[Task details]:
Transcribe the data underneath exactly, keeping every word in place.

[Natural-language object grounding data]
____________________
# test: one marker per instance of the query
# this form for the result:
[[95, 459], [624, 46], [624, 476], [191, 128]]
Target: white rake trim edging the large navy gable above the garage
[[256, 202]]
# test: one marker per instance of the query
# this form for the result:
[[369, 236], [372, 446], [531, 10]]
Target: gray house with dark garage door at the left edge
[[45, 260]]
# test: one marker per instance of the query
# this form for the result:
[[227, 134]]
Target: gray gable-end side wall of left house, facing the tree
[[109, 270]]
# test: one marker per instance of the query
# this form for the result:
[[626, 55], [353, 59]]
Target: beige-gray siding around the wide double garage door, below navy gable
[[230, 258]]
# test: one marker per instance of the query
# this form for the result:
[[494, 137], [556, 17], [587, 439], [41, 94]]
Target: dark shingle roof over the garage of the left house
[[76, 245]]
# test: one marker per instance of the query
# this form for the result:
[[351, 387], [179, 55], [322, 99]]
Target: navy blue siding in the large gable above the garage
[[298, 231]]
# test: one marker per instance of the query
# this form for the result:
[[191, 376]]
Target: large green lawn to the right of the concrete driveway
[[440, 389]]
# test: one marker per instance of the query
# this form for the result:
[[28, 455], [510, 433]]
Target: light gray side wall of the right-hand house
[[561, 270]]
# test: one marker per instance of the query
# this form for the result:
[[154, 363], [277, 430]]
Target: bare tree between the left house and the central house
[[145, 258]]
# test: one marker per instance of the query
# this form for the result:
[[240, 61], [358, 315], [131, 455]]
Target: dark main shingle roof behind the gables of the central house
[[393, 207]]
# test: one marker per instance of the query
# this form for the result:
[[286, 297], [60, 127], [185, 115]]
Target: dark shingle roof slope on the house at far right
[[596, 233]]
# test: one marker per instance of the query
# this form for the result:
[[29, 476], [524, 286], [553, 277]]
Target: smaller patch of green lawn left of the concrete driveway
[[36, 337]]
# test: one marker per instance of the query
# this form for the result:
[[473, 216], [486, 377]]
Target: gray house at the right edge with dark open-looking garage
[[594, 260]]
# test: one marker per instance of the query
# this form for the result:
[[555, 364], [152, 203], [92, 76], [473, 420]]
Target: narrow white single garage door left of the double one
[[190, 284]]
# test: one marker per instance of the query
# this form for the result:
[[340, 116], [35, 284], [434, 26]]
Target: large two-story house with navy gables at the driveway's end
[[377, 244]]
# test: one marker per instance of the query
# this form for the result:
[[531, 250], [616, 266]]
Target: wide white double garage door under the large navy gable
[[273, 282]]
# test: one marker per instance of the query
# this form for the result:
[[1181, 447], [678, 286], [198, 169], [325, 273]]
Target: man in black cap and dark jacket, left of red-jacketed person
____________________
[Your response]:
# test: one marker per instance of the query
# this form for the result:
[[95, 459], [624, 46], [624, 476], [191, 128]]
Target: white rake trim edging the large navy gable above the garage
[[256, 202]]
# test: one marker per instance of the query
# this form for the result:
[[369, 236], [372, 446], [531, 10]]
Target: gray house with dark garage door at the left edge
[[45, 260]]
# test: one marker per instance of the query
# this form for the result:
[[227, 134]]
Target: gray gable-end side wall of left house, facing the tree
[[109, 270]]
# test: one marker per instance of the query
# this form for the result:
[[626, 55], [353, 59]]
Target: beige-gray siding around the wide double garage door, below navy gable
[[230, 258]]
# test: one marker per instance of the query
# this form for the result:
[[494, 137], [556, 17], [587, 439], [41, 94]]
Target: dark shingle roof over the garage of the left house
[[76, 245]]
# test: one marker per instance of the query
# this form for the result:
[[351, 387], [179, 55], [322, 99]]
Target: navy blue siding in the large gable above the garage
[[298, 231]]
# test: one marker per instance of the query
# this form for the result:
[[191, 376]]
Target: large green lawn to the right of the concrete driveway
[[440, 389]]
# test: one marker per instance of the query
# this form for the result:
[[28, 455], [510, 433]]
Target: light gray side wall of the right-hand house
[[561, 270]]
# test: one marker per instance of the query
# this form for the result:
[[154, 363], [277, 430]]
Target: bare tree between the left house and the central house
[[145, 258]]
# test: one marker per instance of the query
# this form for the result:
[[240, 61], [358, 315], [131, 455]]
Target: dark main shingle roof behind the gables of the central house
[[393, 207]]
# test: one marker per instance of the query
# this form for the result:
[[286, 297], [60, 127], [185, 115]]
Target: dark shingle roof slope on the house at far right
[[596, 233]]
# test: one marker per instance of the query
# this form for the result:
[[29, 476], [524, 286], [553, 277]]
Target: smaller patch of green lawn left of the concrete driveway
[[36, 337]]
# test: one marker per instance of the query
# this form for the result:
[[473, 216], [486, 377]]
Target: gray house at the right edge with dark open-looking garage
[[594, 260]]
# test: one marker per instance of the query
# this form for the result:
[[555, 364], [152, 203], [92, 76], [473, 420]]
Target: narrow white single garage door left of the double one
[[190, 284]]
# test: one marker per instance of the query
# this form for the result:
[[340, 116], [35, 284], [434, 26]]
Target: large two-story house with navy gables at the driveway's end
[[377, 244]]
# test: one marker per instance of the query
# this form for the result:
[[531, 250], [616, 266]]
Target: wide white double garage door under the large navy gable
[[273, 282]]
# test: one marker per instance of the query
# this form for the result:
[[1181, 447], [678, 286], [198, 169], [325, 273]]
Target: man in black cap and dark jacket, left of red-jacketed person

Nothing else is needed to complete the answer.